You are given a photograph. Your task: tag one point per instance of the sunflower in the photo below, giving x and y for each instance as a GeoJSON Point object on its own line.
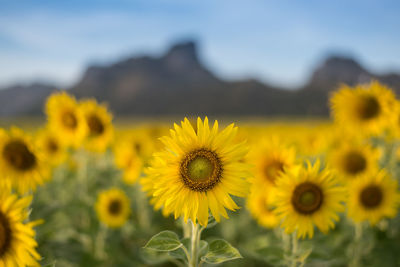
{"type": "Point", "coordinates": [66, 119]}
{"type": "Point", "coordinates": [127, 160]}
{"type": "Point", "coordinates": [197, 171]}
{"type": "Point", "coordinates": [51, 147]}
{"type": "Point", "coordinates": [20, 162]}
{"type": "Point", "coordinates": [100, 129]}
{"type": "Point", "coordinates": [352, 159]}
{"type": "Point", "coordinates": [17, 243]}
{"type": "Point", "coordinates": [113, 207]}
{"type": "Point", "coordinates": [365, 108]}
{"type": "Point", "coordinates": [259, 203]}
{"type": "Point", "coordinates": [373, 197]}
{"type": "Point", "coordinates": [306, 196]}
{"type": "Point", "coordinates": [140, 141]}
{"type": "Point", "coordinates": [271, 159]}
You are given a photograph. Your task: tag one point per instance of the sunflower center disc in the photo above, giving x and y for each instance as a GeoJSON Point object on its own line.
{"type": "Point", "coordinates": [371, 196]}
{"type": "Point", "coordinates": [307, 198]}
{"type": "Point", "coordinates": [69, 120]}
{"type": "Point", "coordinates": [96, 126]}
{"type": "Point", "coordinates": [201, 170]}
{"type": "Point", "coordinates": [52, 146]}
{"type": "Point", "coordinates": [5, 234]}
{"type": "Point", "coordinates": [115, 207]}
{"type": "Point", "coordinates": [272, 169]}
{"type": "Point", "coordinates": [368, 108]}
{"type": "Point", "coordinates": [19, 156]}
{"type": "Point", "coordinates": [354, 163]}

**What is required**
Copy out, word for word, everything in the entries from the line containing "the sunflower center" down to the final line.

**Answer to this exercise**
You are given a photograph. Your task: tag one point per instance of the sunflower center disc in the photo above, giving x and y for each instance as a GeoJSON Point object on its own line.
{"type": "Point", "coordinates": [371, 196]}
{"type": "Point", "coordinates": [307, 198]}
{"type": "Point", "coordinates": [69, 120]}
{"type": "Point", "coordinates": [96, 126]}
{"type": "Point", "coordinates": [201, 170]}
{"type": "Point", "coordinates": [52, 146]}
{"type": "Point", "coordinates": [5, 234]}
{"type": "Point", "coordinates": [115, 207]}
{"type": "Point", "coordinates": [272, 169]}
{"type": "Point", "coordinates": [368, 108]}
{"type": "Point", "coordinates": [19, 156]}
{"type": "Point", "coordinates": [354, 163]}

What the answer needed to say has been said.